[Detection annotation records]
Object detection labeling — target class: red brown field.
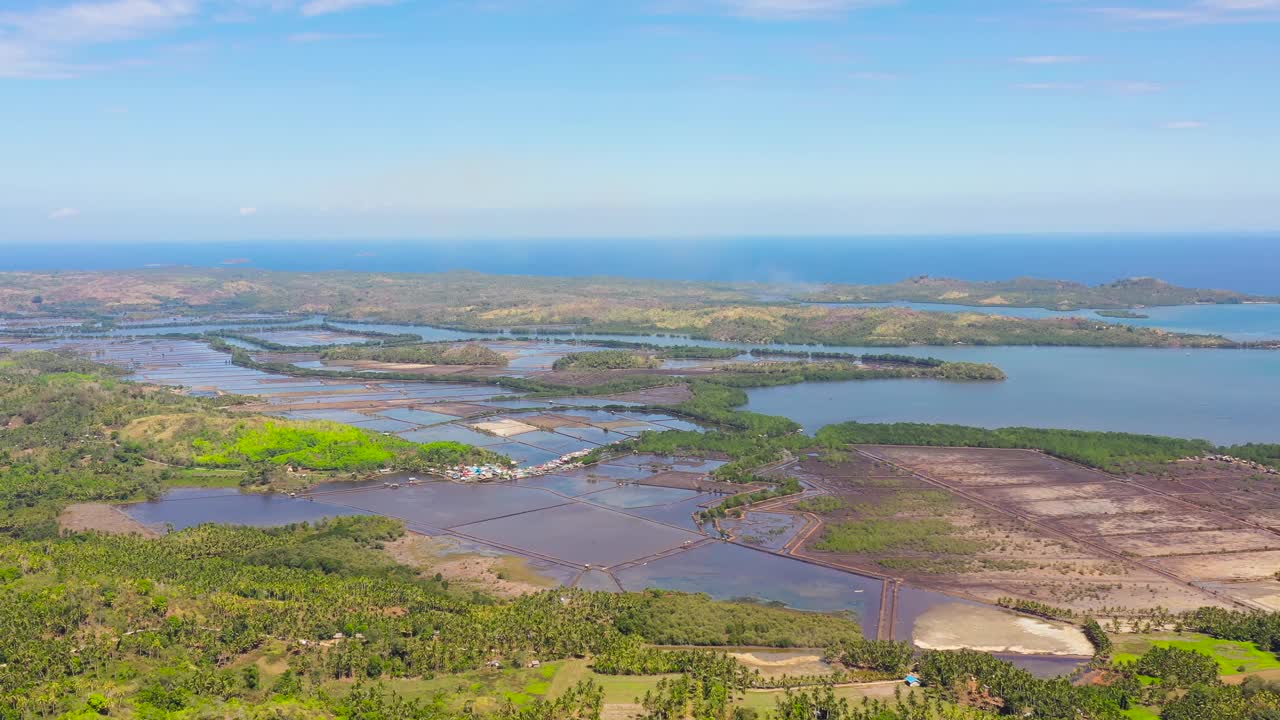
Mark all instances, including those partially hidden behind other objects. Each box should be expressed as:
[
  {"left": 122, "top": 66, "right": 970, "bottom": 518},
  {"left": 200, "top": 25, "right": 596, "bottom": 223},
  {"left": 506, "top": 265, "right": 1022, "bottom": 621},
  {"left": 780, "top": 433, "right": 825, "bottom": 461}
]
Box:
[{"left": 768, "top": 446, "right": 1280, "bottom": 612}]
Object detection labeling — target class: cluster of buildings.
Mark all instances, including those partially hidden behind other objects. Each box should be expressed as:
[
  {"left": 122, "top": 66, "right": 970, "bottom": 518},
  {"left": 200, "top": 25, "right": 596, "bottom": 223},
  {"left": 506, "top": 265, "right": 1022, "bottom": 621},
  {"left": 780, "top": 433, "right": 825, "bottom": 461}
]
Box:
[
  {"left": 1204, "top": 455, "right": 1280, "bottom": 475},
  {"left": 516, "top": 450, "right": 591, "bottom": 479},
  {"left": 448, "top": 450, "right": 591, "bottom": 483}
]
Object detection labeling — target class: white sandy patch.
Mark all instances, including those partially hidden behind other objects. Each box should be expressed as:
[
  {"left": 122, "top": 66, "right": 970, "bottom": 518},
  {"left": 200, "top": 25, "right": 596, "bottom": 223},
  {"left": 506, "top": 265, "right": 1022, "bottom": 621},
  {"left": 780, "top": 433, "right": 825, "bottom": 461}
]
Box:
[
  {"left": 913, "top": 602, "right": 1093, "bottom": 655},
  {"left": 471, "top": 419, "right": 538, "bottom": 437}
]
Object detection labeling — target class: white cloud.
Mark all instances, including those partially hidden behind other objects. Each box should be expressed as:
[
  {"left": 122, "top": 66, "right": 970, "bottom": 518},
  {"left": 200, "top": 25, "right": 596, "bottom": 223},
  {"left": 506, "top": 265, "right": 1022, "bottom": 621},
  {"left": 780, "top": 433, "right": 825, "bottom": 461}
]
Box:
[
  {"left": 0, "top": 0, "right": 200, "bottom": 45},
  {"left": 0, "top": 0, "right": 200, "bottom": 78},
  {"left": 1014, "top": 82, "right": 1084, "bottom": 92},
  {"left": 1014, "top": 55, "right": 1088, "bottom": 65},
  {"left": 1107, "top": 81, "right": 1165, "bottom": 95},
  {"left": 719, "top": 0, "right": 897, "bottom": 20},
  {"left": 302, "top": 0, "right": 398, "bottom": 18},
  {"left": 849, "top": 70, "right": 899, "bottom": 82},
  {"left": 288, "top": 32, "right": 378, "bottom": 45}
]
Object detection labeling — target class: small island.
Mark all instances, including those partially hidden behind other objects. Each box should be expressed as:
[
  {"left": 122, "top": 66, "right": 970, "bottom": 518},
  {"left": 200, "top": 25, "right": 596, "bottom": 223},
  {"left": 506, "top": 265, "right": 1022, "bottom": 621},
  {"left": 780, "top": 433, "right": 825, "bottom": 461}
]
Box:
[{"left": 1094, "top": 310, "right": 1151, "bottom": 320}]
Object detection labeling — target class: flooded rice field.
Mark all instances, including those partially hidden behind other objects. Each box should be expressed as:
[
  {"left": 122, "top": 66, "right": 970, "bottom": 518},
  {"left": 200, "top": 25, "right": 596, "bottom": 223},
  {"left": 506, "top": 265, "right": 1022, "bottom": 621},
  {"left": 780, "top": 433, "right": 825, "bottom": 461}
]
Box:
[{"left": 314, "top": 319, "right": 1280, "bottom": 445}]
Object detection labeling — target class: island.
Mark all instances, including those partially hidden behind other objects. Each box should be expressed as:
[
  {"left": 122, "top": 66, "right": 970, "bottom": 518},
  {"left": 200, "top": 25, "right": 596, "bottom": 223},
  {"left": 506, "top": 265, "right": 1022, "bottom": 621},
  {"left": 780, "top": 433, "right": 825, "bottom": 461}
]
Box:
[{"left": 0, "top": 268, "right": 1262, "bottom": 347}]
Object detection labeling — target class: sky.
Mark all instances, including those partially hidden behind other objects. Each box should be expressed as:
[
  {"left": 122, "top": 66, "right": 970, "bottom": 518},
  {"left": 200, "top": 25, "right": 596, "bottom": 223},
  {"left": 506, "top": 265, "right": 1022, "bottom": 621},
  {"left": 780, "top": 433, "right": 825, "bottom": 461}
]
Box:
[{"left": 0, "top": 0, "right": 1280, "bottom": 243}]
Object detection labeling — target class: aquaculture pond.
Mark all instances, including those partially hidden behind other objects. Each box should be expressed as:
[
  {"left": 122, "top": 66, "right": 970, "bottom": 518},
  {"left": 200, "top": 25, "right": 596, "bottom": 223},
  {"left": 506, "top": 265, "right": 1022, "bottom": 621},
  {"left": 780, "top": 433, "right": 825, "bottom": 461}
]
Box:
[{"left": 123, "top": 488, "right": 367, "bottom": 530}]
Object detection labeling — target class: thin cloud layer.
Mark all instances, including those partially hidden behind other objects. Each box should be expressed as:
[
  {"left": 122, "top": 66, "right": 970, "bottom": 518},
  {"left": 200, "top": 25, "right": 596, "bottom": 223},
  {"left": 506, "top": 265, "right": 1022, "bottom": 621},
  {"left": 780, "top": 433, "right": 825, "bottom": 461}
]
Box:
[
  {"left": 721, "top": 0, "right": 897, "bottom": 19},
  {"left": 302, "top": 0, "right": 398, "bottom": 18}
]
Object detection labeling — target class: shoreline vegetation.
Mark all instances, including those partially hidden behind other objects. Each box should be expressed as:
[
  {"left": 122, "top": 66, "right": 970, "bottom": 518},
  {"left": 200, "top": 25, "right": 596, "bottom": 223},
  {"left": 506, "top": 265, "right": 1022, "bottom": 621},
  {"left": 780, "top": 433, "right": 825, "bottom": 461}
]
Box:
[
  {"left": 0, "top": 269, "right": 1280, "bottom": 348},
  {"left": 0, "top": 348, "right": 1280, "bottom": 720}
]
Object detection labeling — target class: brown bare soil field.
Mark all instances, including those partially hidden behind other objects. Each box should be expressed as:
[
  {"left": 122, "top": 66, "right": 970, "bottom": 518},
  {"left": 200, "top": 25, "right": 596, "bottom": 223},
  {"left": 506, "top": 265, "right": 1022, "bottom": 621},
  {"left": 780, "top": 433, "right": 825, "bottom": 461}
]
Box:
[
  {"left": 58, "top": 502, "right": 159, "bottom": 538},
  {"left": 1057, "top": 511, "right": 1233, "bottom": 537},
  {"left": 1156, "top": 550, "right": 1280, "bottom": 580},
  {"left": 1107, "top": 529, "right": 1280, "bottom": 557},
  {"left": 384, "top": 533, "right": 557, "bottom": 597},
  {"left": 1018, "top": 497, "right": 1181, "bottom": 518},
  {"left": 1204, "top": 578, "right": 1280, "bottom": 612},
  {"left": 973, "top": 483, "right": 1143, "bottom": 502},
  {"left": 603, "top": 384, "right": 694, "bottom": 405},
  {"left": 778, "top": 446, "right": 1280, "bottom": 610}
]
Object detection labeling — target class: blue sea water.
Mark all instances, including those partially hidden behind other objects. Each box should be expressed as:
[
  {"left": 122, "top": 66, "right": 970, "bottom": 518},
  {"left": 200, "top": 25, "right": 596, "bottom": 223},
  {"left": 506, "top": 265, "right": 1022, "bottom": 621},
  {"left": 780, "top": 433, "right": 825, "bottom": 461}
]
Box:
[{"left": 0, "top": 233, "right": 1280, "bottom": 295}]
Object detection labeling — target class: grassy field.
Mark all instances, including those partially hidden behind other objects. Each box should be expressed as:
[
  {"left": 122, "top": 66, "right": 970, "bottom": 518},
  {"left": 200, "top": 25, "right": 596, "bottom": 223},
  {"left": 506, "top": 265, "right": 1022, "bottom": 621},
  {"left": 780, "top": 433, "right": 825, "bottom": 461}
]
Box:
[
  {"left": 548, "top": 660, "right": 905, "bottom": 717},
  {"left": 1112, "top": 633, "right": 1280, "bottom": 675}
]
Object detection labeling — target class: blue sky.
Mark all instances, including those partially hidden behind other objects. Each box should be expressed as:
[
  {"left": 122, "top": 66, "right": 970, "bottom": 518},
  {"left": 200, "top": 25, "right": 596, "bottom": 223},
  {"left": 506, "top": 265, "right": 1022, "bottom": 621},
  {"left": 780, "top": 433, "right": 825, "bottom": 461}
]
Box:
[{"left": 0, "top": 0, "right": 1280, "bottom": 242}]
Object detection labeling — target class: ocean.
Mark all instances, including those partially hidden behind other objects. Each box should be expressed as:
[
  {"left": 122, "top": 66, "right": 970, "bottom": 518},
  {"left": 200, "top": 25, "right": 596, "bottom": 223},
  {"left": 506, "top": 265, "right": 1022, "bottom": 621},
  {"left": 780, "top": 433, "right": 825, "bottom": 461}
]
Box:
[{"left": 0, "top": 233, "right": 1280, "bottom": 295}]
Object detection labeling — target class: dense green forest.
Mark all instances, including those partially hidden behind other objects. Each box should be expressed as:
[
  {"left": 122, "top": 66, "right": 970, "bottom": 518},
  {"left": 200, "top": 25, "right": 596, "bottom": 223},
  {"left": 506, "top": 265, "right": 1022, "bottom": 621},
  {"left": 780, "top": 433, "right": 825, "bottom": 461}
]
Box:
[
  {"left": 0, "top": 518, "right": 859, "bottom": 720},
  {"left": 817, "top": 423, "right": 1280, "bottom": 473},
  {"left": 801, "top": 275, "right": 1275, "bottom": 308},
  {"left": 0, "top": 268, "right": 1252, "bottom": 347},
  {"left": 552, "top": 350, "right": 662, "bottom": 370}
]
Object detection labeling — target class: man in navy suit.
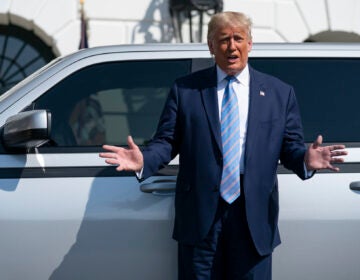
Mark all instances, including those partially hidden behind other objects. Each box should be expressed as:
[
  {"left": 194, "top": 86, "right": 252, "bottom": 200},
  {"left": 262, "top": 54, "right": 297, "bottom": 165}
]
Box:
[{"left": 100, "top": 12, "right": 346, "bottom": 280}]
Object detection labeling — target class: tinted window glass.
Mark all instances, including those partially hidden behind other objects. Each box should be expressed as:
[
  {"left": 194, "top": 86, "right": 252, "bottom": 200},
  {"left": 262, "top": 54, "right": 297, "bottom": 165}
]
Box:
[
  {"left": 250, "top": 58, "right": 360, "bottom": 142},
  {"left": 35, "top": 60, "right": 191, "bottom": 147}
]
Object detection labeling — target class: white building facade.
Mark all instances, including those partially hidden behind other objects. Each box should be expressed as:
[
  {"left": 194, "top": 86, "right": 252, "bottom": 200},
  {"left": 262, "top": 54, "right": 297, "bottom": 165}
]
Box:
[{"left": 0, "top": 0, "right": 360, "bottom": 56}]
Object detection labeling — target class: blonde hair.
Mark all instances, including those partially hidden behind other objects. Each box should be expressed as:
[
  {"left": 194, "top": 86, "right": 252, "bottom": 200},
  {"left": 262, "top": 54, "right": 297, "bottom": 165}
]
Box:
[{"left": 207, "top": 12, "right": 252, "bottom": 41}]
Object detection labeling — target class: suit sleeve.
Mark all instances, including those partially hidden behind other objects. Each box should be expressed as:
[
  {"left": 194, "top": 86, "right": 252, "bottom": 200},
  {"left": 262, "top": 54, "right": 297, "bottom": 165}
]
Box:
[
  {"left": 280, "top": 88, "right": 309, "bottom": 180},
  {"left": 142, "top": 84, "right": 178, "bottom": 179}
]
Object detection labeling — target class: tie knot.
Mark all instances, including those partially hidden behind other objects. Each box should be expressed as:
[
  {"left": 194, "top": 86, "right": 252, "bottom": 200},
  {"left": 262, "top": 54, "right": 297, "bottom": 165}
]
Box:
[{"left": 225, "top": 76, "right": 236, "bottom": 82}]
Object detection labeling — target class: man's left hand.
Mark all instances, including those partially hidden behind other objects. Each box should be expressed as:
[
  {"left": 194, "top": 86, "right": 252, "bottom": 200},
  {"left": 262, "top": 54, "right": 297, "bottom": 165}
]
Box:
[{"left": 305, "top": 135, "right": 348, "bottom": 171}]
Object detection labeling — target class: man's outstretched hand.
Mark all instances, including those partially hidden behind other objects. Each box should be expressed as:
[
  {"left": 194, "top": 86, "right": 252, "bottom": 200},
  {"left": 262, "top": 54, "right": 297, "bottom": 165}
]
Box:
[
  {"left": 99, "top": 136, "right": 144, "bottom": 172},
  {"left": 305, "top": 135, "right": 348, "bottom": 171}
]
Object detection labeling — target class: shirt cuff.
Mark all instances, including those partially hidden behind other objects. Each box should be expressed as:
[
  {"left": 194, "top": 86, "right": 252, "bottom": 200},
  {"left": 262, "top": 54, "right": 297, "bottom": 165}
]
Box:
[
  {"left": 304, "top": 162, "right": 315, "bottom": 179},
  {"left": 135, "top": 167, "right": 144, "bottom": 180}
]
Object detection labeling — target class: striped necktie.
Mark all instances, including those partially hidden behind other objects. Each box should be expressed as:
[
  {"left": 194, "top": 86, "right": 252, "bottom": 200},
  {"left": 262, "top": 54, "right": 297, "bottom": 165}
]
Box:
[{"left": 220, "top": 76, "right": 240, "bottom": 204}]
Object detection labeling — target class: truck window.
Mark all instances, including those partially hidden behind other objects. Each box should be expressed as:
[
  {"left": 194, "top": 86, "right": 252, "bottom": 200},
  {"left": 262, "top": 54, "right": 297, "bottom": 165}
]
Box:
[{"left": 250, "top": 58, "right": 360, "bottom": 143}]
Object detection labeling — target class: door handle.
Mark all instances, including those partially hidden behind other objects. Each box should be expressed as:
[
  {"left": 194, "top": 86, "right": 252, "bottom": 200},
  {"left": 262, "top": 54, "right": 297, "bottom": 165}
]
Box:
[
  {"left": 140, "top": 180, "right": 176, "bottom": 195},
  {"left": 350, "top": 181, "right": 360, "bottom": 191}
]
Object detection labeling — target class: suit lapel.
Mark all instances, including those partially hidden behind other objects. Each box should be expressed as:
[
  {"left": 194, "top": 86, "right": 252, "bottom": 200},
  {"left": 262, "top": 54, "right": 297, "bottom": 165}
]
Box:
[
  {"left": 245, "top": 66, "right": 267, "bottom": 164},
  {"left": 200, "top": 67, "right": 222, "bottom": 151}
]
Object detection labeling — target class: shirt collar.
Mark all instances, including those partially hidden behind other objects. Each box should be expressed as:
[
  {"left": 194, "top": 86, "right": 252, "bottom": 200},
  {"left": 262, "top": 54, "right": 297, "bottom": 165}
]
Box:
[{"left": 216, "top": 64, "right": 250, "bottom": 86}]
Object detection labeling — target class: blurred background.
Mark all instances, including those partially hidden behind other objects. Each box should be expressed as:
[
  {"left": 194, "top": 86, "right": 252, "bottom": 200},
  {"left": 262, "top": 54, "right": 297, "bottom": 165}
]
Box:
[{"left": 0, "top": 0, "right": 360, "bottom": 94}]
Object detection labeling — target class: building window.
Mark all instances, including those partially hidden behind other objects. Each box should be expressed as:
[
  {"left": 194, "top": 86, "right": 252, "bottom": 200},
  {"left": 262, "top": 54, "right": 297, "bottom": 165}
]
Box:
[{"left": 0, "top": 25, "right": 55, "bottom": 94}]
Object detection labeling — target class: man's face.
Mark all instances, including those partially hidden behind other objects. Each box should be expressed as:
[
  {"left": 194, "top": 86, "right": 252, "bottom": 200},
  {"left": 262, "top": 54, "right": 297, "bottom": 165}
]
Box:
[{"left": 208, "top": 26, "right": 252, "bottom": 75}]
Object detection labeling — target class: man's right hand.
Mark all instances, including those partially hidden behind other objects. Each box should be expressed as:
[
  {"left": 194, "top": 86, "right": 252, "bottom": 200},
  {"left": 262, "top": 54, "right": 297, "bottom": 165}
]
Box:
[{"left": 99, "top": 136, "right": 144, "bottom": 172}]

**WHAT IS BEING ASKED:** Pull out every line of the material above that contains the string "shirt".

**CORRECT OUTPUT:**
Object detection labeling — target class: shirt cuff.
Object detection labeling — target class: shirt collar.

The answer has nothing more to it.